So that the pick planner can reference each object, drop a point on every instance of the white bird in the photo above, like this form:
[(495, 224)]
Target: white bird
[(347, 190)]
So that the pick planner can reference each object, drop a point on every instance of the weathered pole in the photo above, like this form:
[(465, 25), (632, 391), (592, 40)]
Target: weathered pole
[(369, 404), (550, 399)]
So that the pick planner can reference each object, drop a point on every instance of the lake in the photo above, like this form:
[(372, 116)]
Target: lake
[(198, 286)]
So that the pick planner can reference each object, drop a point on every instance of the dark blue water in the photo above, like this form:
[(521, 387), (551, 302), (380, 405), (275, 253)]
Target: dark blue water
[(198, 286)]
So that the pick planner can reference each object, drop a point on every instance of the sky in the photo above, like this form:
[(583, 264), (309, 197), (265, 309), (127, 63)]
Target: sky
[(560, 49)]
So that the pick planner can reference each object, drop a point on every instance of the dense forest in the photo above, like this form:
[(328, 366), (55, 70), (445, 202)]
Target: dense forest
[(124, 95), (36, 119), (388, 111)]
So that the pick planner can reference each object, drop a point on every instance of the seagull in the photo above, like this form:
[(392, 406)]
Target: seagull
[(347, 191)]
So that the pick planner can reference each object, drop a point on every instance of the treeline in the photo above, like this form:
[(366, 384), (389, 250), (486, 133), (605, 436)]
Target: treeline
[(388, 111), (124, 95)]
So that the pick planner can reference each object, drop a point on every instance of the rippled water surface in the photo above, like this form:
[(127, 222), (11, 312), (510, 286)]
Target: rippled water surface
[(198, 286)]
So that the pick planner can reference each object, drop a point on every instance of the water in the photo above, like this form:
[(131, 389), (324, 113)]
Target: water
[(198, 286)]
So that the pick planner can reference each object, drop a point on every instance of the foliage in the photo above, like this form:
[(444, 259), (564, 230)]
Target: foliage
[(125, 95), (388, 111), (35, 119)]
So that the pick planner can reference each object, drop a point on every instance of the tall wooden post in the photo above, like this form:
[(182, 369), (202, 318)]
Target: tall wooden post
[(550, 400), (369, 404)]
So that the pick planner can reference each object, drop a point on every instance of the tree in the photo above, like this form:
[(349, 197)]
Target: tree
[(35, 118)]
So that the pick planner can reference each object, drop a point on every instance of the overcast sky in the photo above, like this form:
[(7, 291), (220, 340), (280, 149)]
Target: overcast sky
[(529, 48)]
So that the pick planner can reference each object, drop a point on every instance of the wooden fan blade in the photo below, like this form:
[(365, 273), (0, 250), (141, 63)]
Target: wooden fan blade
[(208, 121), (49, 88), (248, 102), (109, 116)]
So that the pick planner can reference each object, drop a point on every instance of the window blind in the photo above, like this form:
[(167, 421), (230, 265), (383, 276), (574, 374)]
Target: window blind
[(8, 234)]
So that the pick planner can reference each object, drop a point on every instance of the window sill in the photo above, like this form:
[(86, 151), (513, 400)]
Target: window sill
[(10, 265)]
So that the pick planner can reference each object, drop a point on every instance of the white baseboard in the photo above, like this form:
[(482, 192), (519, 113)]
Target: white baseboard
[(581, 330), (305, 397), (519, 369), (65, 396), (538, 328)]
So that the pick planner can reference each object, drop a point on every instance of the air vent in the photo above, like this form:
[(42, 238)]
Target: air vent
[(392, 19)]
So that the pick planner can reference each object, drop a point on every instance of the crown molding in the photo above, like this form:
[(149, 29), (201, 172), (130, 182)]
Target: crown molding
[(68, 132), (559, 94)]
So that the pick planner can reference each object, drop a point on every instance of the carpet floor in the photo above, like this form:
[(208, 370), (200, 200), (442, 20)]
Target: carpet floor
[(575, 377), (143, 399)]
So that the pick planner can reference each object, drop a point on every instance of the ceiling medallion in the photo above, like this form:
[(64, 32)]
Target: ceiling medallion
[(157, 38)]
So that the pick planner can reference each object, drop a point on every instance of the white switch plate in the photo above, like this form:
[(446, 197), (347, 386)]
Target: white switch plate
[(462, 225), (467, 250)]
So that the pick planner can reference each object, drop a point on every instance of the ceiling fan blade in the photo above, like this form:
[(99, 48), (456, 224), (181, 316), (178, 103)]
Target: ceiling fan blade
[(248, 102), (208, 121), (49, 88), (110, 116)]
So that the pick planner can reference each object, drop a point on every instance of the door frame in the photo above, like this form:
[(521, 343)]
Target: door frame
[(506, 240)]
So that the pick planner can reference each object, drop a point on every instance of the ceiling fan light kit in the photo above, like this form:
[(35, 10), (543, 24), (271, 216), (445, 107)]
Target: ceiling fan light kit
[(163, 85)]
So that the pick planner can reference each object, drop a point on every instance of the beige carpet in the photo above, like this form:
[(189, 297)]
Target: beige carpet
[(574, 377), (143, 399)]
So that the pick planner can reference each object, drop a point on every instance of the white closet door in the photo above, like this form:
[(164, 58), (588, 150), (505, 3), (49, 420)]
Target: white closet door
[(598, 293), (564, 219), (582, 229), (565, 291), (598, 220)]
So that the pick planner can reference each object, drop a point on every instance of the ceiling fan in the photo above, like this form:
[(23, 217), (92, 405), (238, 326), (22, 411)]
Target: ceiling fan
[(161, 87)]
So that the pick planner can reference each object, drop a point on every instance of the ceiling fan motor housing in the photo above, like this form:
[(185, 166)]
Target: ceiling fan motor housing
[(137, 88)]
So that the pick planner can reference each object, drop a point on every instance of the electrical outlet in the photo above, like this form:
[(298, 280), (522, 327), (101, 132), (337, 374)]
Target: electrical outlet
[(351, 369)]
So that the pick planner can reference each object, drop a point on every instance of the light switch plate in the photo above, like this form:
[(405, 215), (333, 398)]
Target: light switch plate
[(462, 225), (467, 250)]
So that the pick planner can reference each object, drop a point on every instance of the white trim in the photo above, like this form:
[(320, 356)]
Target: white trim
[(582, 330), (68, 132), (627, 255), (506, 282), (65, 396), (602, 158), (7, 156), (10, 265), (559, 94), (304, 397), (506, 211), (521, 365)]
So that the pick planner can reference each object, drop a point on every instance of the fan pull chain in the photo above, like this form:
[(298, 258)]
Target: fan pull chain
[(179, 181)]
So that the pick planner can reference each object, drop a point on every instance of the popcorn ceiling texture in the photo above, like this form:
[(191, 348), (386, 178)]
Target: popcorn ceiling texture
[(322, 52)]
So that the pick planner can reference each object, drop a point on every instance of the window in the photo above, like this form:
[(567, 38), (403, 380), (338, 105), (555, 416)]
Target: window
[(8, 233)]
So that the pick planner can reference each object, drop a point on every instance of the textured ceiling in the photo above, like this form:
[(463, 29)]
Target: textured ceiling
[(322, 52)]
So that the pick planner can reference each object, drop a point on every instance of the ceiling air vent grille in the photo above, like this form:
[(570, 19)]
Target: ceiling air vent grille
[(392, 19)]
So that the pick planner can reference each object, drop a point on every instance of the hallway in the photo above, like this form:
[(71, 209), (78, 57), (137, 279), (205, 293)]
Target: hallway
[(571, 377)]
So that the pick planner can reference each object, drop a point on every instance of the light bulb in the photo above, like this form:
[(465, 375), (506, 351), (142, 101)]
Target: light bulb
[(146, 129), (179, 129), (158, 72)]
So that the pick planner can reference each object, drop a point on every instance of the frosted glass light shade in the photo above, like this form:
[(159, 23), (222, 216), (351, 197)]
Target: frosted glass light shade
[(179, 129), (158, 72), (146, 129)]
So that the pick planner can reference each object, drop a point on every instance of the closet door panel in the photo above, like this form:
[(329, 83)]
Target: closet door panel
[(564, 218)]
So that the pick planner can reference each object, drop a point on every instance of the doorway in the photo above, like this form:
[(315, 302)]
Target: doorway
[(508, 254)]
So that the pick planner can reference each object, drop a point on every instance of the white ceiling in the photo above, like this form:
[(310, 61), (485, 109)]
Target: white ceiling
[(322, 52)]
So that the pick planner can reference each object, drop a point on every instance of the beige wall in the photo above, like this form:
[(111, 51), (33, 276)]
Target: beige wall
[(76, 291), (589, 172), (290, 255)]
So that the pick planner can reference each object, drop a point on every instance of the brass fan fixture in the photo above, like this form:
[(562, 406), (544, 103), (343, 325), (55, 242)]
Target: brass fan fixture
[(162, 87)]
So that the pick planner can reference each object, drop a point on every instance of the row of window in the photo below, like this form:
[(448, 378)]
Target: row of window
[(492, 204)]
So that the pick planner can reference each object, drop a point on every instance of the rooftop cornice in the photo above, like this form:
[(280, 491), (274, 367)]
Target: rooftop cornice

◆ ◆ ◆ ◆ ◆ ◆ ◆

■ **TASK DETAILS**:
Copy the material above from its first line through the line containing "[(124, 95), (36, 119), (388, 111)]", both included, and add 68 to every coordinate in the answer point lists. Leave the sample point lists unchanged.

■ **EXERCISE SOLUTION**:
So that the pick planner can reference each object, drop a point on every instance of the white bird in the photo above, like this form:
[(495, 224)]
Target: white bird
[(415, 258)]
So that the pick planner can reference each object, drop a point on every instance of the weathered pole in the photo above, like this form:
[(465, 25), (632, 391), (592, 40)]
Target: weathered pole
[(437, 472), (618, 467)]
So that the pick planner can reference each object, drop a point on every instance of the lake in the photo above, like this form:
[(372, 116)]
Target: lake
[(266, 354)]
So that the pick planner can reference each object, drop a point on every instance of the dark blue water in the photo above, like this form:
[(521, 387), (551, 302), (380, 405), (275, 253)]
Target: dark blue water
[(266, 354)]
So that the pick planner can reference each object, drop a point on every instance of the sky in the photo above, like this form:
[(583, 264), (309, 197), (265, 309), (127, 63)]
Target: sky
[(628, 117)]
So that the pick planner can reference each object, drop a point on every instance of the dense forest in the photo above, like this form:
[(328, 366), (55, 70), (445, 202)]
Target: dense forest
[(192, 163), (104, 187), (456, 179)]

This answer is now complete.